Starting with the line containing "Query: bare arm" and going on through the line containing "107), (494, 130)]", rewrite these records in full, and shift each answer coordinate by adding 34 to every number. Leave all other lines unchanged.

■ ■ ■

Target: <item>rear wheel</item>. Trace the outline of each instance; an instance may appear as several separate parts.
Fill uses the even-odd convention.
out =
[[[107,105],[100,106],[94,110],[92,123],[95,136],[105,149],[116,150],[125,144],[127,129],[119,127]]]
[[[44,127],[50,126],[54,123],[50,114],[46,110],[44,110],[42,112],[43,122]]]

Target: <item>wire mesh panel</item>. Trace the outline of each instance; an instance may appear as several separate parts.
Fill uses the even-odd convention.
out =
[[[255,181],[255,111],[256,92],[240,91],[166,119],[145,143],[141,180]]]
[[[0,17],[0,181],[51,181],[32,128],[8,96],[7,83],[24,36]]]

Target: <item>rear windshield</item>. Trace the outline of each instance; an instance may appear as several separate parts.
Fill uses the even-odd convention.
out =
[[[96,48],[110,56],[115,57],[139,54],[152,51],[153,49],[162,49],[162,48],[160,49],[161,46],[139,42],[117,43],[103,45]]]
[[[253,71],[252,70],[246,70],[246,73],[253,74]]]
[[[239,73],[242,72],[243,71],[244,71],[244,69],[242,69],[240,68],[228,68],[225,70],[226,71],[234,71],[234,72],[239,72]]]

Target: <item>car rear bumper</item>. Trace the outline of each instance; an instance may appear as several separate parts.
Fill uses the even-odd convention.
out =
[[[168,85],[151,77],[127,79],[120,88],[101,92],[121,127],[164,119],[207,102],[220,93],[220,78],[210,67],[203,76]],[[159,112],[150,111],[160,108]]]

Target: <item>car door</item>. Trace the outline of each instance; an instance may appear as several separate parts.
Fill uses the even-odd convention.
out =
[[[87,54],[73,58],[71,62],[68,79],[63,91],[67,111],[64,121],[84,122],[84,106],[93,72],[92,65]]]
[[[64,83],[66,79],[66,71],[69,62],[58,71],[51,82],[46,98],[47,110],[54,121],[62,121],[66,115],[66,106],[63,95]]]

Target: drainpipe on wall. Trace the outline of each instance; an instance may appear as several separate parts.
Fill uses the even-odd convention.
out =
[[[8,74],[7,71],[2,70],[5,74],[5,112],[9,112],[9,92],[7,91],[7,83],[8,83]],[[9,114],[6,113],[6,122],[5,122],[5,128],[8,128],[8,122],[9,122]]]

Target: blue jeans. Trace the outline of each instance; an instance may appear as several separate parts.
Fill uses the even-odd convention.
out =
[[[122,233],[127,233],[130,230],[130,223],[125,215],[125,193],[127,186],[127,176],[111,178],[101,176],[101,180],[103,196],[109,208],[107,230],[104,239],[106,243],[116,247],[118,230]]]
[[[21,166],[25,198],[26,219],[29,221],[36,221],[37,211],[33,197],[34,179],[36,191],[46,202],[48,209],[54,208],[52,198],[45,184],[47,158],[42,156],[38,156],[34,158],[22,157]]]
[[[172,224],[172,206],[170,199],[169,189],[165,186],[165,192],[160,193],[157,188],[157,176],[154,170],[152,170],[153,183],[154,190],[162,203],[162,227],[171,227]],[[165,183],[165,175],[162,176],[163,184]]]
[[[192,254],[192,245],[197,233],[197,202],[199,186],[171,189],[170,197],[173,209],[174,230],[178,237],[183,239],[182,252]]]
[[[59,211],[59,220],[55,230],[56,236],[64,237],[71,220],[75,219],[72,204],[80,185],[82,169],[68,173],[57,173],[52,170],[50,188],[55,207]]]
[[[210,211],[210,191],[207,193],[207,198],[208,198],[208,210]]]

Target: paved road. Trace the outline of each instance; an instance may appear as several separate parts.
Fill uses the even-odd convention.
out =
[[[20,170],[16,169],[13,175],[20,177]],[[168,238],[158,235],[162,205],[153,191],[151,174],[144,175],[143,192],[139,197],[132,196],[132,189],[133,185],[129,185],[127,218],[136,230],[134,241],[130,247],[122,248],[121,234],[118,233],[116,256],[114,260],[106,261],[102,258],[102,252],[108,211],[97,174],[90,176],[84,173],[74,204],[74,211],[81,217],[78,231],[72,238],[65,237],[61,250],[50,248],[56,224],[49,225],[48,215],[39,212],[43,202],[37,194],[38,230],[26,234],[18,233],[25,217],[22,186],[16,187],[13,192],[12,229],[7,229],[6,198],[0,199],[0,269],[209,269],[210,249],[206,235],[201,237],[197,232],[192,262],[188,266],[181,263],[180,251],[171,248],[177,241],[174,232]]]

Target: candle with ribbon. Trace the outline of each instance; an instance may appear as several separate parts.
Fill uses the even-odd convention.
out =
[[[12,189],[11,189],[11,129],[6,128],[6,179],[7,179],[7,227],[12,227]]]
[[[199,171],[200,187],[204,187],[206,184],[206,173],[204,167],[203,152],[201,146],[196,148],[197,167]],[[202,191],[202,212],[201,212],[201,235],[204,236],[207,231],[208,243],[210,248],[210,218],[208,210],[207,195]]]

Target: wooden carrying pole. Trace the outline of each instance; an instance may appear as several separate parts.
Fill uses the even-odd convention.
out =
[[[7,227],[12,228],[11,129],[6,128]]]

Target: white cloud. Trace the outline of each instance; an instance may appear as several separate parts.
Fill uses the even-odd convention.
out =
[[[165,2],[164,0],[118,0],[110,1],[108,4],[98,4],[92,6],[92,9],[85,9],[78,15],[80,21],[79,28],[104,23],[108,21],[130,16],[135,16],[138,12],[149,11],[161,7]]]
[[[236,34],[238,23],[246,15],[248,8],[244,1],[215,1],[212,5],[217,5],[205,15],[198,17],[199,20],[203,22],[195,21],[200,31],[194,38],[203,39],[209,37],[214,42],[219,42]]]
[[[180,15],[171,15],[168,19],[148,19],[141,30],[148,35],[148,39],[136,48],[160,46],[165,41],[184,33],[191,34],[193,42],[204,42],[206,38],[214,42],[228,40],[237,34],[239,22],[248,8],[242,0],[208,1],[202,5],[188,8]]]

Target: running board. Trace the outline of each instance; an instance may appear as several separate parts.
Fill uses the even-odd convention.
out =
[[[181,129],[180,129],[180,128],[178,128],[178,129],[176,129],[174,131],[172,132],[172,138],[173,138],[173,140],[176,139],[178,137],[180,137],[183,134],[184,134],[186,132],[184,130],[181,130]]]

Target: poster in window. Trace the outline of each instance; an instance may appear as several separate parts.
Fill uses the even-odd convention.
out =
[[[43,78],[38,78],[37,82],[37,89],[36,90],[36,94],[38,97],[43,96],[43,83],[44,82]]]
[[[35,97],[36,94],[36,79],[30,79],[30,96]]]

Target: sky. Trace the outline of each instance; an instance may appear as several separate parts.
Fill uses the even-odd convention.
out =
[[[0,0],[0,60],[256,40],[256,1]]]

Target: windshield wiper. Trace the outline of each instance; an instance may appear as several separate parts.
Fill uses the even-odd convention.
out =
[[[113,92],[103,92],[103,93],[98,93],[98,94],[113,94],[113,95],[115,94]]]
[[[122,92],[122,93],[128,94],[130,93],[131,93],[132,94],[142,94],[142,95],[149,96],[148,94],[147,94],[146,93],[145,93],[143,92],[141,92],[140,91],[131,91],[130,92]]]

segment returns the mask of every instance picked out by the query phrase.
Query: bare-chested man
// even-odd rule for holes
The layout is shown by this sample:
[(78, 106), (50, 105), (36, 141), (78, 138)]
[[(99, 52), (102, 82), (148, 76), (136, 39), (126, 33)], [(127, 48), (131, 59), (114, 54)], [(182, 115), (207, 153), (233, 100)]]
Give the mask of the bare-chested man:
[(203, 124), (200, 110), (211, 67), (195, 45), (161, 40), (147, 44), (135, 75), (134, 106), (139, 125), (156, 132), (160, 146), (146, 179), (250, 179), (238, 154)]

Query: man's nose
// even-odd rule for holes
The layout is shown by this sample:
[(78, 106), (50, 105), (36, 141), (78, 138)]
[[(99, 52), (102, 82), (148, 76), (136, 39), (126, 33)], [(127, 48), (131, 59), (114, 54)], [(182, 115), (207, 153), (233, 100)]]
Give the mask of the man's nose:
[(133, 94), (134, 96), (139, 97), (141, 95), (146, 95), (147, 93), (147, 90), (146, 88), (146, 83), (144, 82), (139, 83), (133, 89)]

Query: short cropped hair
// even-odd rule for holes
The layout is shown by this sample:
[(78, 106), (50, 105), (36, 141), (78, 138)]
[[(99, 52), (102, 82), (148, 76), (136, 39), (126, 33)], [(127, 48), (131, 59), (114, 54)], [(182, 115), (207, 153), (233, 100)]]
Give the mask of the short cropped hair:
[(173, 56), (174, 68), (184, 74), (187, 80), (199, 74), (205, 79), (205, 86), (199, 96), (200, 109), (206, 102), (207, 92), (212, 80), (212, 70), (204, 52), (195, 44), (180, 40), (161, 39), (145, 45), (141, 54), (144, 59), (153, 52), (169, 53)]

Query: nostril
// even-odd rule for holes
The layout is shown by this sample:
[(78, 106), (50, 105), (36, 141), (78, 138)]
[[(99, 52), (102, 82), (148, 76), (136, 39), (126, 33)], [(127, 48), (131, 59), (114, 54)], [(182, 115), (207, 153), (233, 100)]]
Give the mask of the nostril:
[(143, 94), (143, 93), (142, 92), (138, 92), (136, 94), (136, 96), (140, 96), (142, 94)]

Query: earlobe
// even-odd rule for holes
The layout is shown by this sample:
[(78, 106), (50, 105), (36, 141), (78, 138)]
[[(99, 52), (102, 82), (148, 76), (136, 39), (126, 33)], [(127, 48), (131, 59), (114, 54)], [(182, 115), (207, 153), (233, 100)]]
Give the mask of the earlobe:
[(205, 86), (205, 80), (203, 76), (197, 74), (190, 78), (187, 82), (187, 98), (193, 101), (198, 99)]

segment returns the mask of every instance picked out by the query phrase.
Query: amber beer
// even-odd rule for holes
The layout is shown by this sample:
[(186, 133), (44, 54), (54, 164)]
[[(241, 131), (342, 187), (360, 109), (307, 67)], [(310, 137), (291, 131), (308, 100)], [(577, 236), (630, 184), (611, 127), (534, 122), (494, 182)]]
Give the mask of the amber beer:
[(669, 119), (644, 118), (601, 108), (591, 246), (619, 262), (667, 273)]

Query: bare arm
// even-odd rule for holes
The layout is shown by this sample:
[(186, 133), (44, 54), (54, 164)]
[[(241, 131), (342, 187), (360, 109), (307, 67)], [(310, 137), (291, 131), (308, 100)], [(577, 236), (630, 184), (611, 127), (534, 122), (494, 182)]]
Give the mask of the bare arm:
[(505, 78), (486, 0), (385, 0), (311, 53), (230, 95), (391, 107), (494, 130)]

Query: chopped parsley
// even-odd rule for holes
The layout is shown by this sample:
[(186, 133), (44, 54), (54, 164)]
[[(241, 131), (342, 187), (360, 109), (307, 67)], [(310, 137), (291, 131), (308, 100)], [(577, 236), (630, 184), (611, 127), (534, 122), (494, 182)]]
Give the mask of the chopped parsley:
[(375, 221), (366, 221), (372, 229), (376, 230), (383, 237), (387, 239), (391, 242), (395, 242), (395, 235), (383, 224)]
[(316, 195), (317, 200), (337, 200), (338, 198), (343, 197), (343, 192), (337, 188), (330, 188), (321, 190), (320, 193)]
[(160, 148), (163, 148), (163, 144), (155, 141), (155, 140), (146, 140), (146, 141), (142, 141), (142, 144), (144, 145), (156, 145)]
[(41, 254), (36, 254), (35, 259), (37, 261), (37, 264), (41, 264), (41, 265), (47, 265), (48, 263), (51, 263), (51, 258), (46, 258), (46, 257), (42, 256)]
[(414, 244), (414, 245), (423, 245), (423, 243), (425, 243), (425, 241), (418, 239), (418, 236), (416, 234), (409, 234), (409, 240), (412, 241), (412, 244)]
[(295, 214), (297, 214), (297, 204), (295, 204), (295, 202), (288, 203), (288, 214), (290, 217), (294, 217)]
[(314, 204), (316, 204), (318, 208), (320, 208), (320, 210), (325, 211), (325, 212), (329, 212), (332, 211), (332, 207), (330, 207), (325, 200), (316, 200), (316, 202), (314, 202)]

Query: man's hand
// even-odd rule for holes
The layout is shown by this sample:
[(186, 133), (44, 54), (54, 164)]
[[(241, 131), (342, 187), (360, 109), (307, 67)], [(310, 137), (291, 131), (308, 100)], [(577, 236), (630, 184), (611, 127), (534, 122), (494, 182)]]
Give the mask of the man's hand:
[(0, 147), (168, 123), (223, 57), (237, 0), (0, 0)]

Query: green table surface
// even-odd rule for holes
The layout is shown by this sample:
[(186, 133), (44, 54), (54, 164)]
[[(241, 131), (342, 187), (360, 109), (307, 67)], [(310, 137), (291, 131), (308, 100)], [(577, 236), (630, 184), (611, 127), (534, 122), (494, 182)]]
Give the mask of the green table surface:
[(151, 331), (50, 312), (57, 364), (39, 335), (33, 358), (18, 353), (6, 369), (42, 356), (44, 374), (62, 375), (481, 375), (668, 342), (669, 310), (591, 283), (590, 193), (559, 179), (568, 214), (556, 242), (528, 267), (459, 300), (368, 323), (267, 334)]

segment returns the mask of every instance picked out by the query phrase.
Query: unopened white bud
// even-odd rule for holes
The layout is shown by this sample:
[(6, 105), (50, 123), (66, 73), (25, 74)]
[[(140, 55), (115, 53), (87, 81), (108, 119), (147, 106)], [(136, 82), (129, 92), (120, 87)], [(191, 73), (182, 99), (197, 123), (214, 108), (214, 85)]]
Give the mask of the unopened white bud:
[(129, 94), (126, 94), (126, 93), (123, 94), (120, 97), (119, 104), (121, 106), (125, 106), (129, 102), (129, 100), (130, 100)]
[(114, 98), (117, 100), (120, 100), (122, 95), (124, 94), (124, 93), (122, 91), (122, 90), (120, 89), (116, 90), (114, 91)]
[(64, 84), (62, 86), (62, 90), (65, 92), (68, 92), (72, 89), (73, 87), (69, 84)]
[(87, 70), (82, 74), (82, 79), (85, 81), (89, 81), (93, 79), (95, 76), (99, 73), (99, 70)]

■ ■ ■

### [TASK RESPONSE]
Query: bare arm
// even-odd rule for holes
The layout is shown by this sample:
[(186, 133), (44, 54), (54, 164)]
[[(241, 131), (342, 187), (360, 109), (307, 67)], [(310, 137), (291, 131), (308, 100)], [(577, 236), (630, 184), (611, 127), (534, 122), (494, 182)]]
Give the mask of the bare arm:
[(539, 112), (520, 34), (419, 34), (345, 87), (264, 129), (425, 141), (528, 164)]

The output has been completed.